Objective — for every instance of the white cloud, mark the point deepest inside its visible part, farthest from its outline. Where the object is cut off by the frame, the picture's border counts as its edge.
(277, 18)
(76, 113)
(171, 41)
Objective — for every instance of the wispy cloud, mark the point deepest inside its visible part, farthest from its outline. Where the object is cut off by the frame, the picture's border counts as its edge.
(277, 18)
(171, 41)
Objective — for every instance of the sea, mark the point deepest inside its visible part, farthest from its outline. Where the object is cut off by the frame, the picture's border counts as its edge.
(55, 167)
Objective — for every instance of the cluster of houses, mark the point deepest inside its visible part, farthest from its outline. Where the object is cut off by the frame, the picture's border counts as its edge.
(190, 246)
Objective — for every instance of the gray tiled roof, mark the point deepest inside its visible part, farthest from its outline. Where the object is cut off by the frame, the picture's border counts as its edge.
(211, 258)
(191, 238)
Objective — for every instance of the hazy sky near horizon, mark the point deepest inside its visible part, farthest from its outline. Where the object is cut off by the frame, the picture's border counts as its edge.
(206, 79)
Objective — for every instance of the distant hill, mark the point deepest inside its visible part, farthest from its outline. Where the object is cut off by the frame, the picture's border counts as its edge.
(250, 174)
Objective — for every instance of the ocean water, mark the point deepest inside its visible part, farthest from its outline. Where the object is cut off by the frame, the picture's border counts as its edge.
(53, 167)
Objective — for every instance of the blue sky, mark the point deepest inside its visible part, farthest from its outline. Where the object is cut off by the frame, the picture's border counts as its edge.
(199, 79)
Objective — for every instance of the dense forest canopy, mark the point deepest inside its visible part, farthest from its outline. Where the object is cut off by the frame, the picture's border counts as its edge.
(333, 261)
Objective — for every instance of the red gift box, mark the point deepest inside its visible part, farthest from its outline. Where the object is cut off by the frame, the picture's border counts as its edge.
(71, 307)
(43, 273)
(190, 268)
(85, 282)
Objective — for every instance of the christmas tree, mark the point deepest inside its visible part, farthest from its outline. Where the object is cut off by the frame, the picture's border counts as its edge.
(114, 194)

★ ★ ★ ★

**WHAT NEEDS TO BE DONE:**
Can you turn everything in the listing above, from the line containing "Objective — for every instance of the dense" down through the last line, into a numbered list with blank lines omitted?

**THE ANSWER:**
1. Objective — for every instance of the dense forest canopy, mark the point deepest inside its visible part, farthest from its outline. Where the object is cut off by the frame, the picture's border counts as its edge.
2. (333, 261)
3. Objective — for every instance of the red gift box, mark the point deepest inside its visible part, farthest from its outline. Where the object is cut off by the frame, the picture's border counts as its edge.
4. (71, 307)
5. (43, 273)
6. (190, 268)
7. (85, 282)
8. Objective — for every instance of the christmas tree, mark the point deepest inside its visible part, farthest from its outline. Where the object is cut off by the frame, the picture's border counts as its edge.
9. (114, 194)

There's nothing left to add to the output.